**What is needed:** Which lines in the records below contain the word "blurred"? Report each of those lines in full, and treat uppercase and lowercase as different.

**Listed entries:**

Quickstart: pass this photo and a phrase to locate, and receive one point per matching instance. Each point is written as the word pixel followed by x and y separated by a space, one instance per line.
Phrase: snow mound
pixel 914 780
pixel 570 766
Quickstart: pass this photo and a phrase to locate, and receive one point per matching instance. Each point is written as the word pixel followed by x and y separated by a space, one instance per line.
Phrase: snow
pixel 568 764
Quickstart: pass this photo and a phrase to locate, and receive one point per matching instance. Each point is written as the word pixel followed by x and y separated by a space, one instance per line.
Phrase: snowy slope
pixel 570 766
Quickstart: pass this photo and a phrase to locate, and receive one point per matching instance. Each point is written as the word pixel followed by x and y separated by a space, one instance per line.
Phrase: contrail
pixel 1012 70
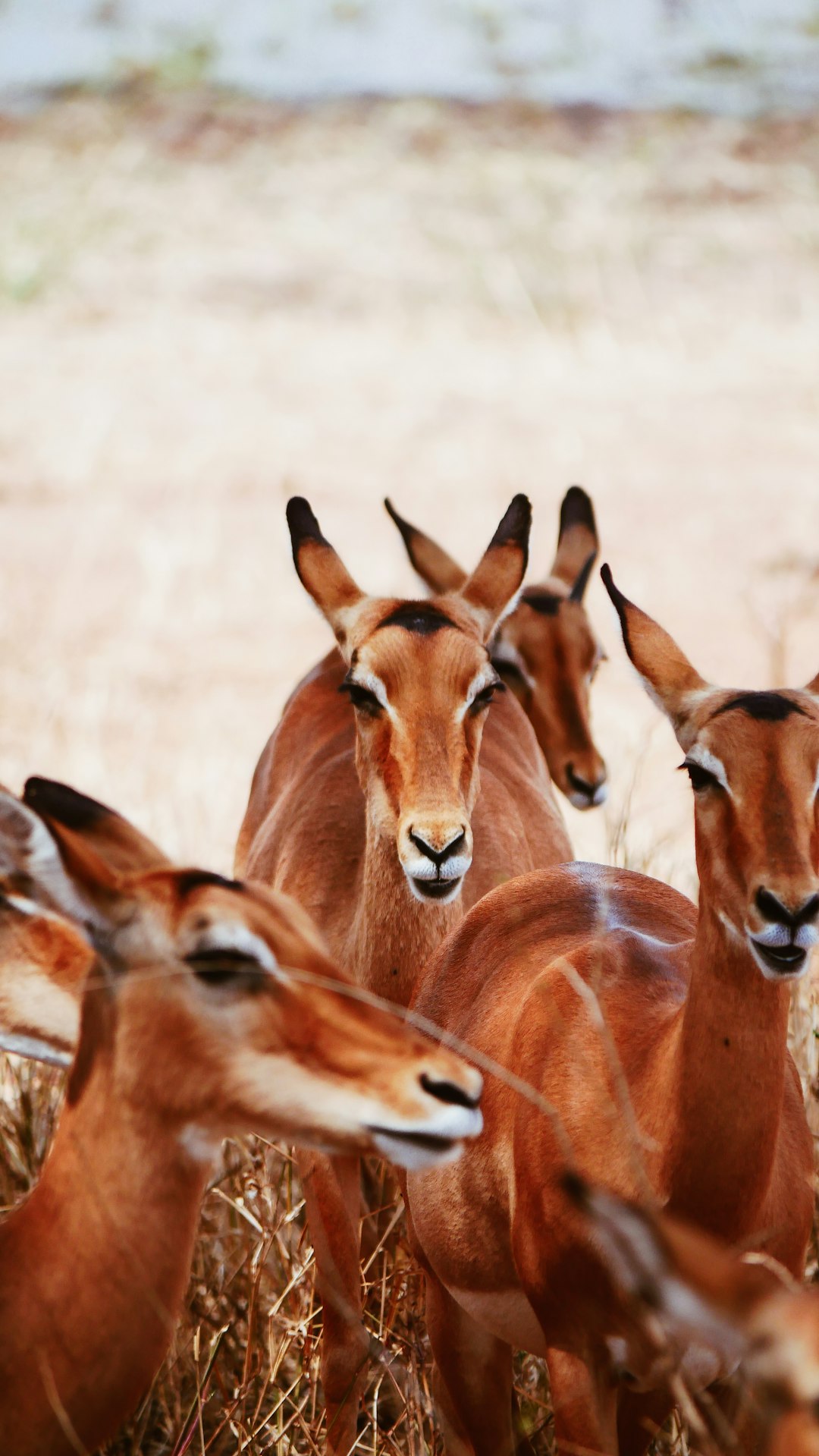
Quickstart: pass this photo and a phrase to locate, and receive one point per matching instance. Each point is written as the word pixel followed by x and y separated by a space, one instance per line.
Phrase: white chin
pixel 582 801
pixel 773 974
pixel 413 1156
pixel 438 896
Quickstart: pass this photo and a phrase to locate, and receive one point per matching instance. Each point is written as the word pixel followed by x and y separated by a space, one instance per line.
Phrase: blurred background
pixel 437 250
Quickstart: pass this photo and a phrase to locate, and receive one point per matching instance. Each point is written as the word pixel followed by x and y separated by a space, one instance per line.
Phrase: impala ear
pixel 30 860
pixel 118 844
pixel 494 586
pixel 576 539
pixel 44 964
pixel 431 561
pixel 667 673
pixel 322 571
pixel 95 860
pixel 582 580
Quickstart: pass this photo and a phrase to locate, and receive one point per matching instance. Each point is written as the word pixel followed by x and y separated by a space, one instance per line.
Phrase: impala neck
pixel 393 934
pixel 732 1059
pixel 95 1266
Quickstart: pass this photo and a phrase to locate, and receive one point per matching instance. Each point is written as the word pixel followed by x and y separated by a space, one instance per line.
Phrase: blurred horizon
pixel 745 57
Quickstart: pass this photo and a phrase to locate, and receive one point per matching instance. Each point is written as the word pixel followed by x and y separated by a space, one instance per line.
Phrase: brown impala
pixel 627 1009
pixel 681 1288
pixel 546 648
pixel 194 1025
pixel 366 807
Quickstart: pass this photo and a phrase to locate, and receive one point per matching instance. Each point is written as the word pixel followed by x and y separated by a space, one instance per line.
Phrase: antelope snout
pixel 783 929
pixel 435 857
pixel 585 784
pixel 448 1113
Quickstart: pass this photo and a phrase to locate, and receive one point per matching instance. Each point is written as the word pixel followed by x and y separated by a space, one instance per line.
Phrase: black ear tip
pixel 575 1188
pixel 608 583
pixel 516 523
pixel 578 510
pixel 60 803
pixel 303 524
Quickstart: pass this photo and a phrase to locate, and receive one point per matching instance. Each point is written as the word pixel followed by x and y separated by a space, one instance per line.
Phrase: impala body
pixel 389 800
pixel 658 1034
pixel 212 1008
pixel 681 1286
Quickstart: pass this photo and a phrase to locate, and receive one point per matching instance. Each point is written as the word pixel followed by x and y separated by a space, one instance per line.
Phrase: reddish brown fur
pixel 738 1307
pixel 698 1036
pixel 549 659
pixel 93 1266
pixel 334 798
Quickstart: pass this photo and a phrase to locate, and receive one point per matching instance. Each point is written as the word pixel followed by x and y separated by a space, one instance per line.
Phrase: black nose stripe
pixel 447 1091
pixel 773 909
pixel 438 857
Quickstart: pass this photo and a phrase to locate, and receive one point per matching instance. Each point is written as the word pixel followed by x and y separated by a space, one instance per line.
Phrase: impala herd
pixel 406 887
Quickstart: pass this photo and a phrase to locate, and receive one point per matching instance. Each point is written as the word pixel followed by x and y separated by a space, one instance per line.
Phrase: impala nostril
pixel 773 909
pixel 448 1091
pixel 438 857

* * *

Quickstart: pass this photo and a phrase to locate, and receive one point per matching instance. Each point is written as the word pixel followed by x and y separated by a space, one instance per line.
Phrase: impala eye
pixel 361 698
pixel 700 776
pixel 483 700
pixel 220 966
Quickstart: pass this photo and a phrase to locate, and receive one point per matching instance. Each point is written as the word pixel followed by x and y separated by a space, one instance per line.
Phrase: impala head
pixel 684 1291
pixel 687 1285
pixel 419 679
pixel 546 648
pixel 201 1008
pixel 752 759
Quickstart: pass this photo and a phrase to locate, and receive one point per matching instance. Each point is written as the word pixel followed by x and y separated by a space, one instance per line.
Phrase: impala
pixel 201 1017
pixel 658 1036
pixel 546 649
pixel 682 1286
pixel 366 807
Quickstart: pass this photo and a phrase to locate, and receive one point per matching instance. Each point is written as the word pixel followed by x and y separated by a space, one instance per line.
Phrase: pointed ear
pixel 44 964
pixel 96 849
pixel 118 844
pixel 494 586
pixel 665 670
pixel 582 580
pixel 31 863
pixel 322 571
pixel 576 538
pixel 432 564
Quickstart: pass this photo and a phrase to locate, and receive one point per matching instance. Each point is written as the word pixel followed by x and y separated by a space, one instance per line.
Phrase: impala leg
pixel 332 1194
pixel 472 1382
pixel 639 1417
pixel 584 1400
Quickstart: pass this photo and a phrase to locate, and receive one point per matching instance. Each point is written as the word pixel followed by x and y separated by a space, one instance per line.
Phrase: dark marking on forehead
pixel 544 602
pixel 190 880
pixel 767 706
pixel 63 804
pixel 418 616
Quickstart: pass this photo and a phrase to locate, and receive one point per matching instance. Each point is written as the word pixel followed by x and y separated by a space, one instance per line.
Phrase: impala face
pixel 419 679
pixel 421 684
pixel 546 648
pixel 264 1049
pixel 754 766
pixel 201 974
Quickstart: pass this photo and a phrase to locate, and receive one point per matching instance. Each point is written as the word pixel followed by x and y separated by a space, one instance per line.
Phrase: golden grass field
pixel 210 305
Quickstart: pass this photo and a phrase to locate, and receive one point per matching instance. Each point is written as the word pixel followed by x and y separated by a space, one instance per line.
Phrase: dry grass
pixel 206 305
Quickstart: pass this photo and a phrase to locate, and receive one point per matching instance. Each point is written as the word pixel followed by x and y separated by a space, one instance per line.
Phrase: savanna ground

**Task response:**
Phrase: blurred background
Phrase: blurred horizon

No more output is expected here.